:: QUESTIONS DE COMPRÉHENSION ::
**A.** D'après l'extrait sur le roman Nina, qu'est-ce qu'Adrien projette d'avaler ?
**B.** Renvoyez mot pour mot le passage de l'extrait sur le roman Nina qui commence par "Adrien a décidé" et se poursuit jusqu'à "changer leurs destinées...".

:: EXTRAIT DU DOCUMENT ::
____________

Nina, de Simonetta Greggio et Frédéric Lenoir

" Un amour non vécu n'est pas un amour perdu.
C'est un amour qui vous perd, qui vous possède
                         plus que vous n'en êtes possédé."




Nina est un roman écrit à quatre mains, et une très belle histoire d'amour, dont on ressort souriant et apaisé.
Adrien a décidé de mourir. Il n'attend plus rien de la vie. Il feinte sa nounou de toujours, la seule femme qui s'occupe encore de lui, et projette d'avaler des médicaments.
Mais le soir venu, il fait le bilan et se remémore son enfance, ses vacances en Italie, et cette fille fabuleuse: Nina, dont il était éperdument amoureux. Il se met à lui écrire une lettre.
Puis comme Shéhérazade, chaque soir il va repousser le moment de mourir, préférant continuer d'écrire à Nina, seule raison de survivre à présent. Au fil des nuits, cela devient une immense déclaration d'amour, celle qu'il n' a jamais eu l'audace de faire. Il ne se doute pas que ces mots bouleversants vont croiser le chemin de plusieurs personnes et changer leurs destinées...

____________

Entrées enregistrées
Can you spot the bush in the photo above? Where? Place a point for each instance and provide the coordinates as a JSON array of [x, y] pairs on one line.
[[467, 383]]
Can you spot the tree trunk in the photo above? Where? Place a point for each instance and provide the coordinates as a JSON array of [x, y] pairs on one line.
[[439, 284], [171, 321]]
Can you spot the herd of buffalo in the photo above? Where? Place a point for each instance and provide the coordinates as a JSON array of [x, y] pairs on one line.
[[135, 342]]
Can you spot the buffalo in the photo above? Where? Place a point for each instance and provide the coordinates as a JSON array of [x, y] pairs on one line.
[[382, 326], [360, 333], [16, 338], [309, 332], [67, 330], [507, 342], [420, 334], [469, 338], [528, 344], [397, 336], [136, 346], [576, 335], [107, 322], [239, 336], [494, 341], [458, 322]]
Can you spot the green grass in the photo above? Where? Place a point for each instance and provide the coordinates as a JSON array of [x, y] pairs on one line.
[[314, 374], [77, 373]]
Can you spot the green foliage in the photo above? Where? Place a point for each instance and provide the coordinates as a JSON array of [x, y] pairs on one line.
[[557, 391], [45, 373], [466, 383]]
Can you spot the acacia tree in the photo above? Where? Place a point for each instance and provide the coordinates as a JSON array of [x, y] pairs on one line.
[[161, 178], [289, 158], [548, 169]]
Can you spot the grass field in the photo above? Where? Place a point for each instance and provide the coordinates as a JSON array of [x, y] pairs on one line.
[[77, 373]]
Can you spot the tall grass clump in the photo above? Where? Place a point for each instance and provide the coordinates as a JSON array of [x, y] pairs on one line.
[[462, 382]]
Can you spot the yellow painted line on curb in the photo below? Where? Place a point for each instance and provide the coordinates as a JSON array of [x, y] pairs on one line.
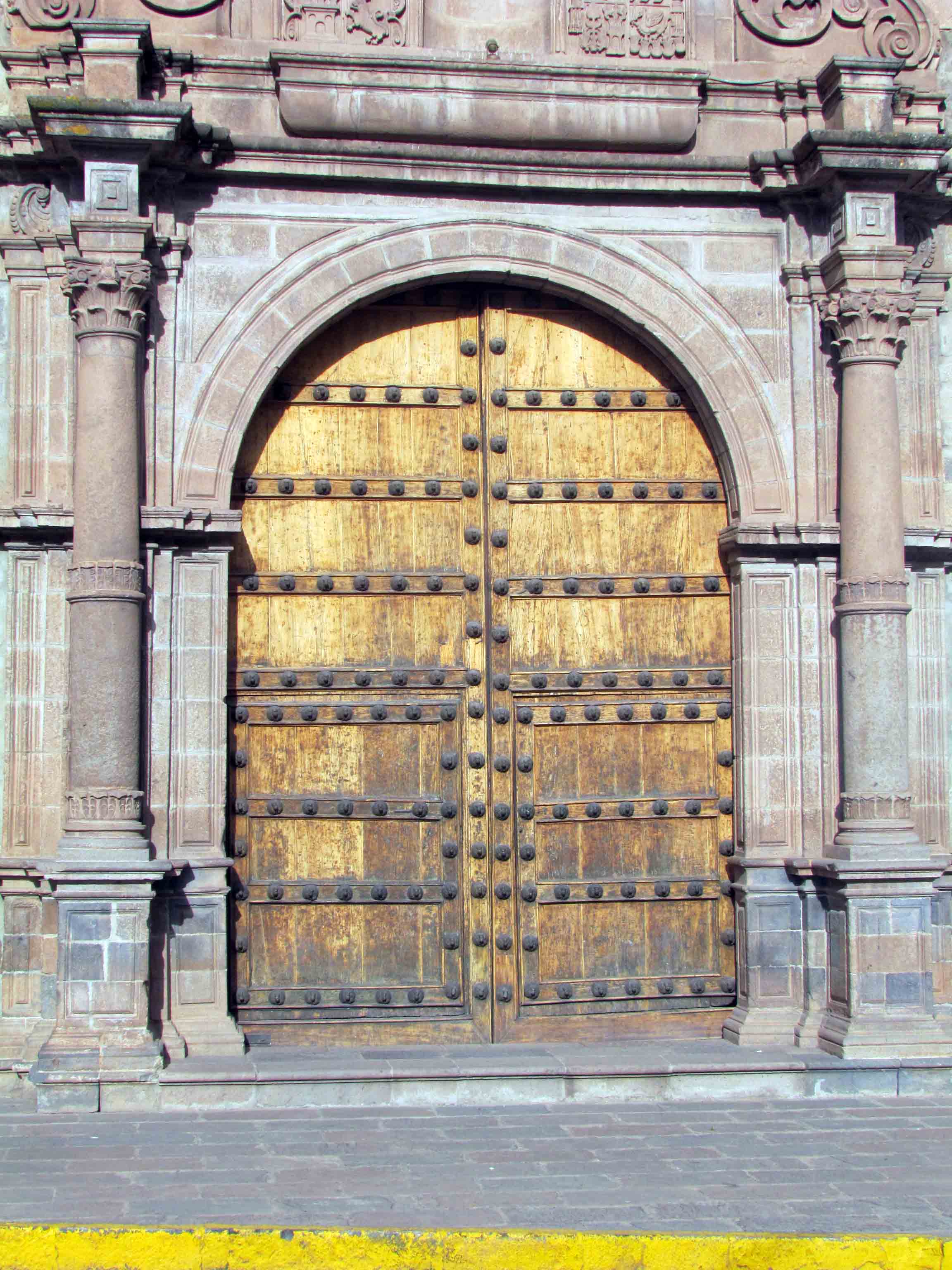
[[61, 1248]]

____________

:: RÉPONSES CI-DESSOUS ::
**A.** Des médicaments.

**B.**
Adrien a décidé de mourir. Il n'attend plus rien de la vie. Il feinte sa nounou de toujours, la seule femme qui s'occupe encore de lui, et projette d'avaler des médicaments.
Mais le soir venu, il fait le bilan et se remémore son enfance, ses vacances en Italie, et cette fille fabuleuse: Nina, dont il était éperdument amoureux. Il se met à lui écrire une lettre.
Puis comme Shéhérazade, chaque soir il va repousser le moment de mourir, préférant continuer d'écrire à Nina, seule raison de survivre à présent. Au fil des nuits, cela devient une immense déclaration d'amour, celle qu'il n' a jamais eu l'audace de faire. Il ne se doute pas que ces mots bouleversants vont croiser le chemin de plusieurs personnes et changer leurs destinées...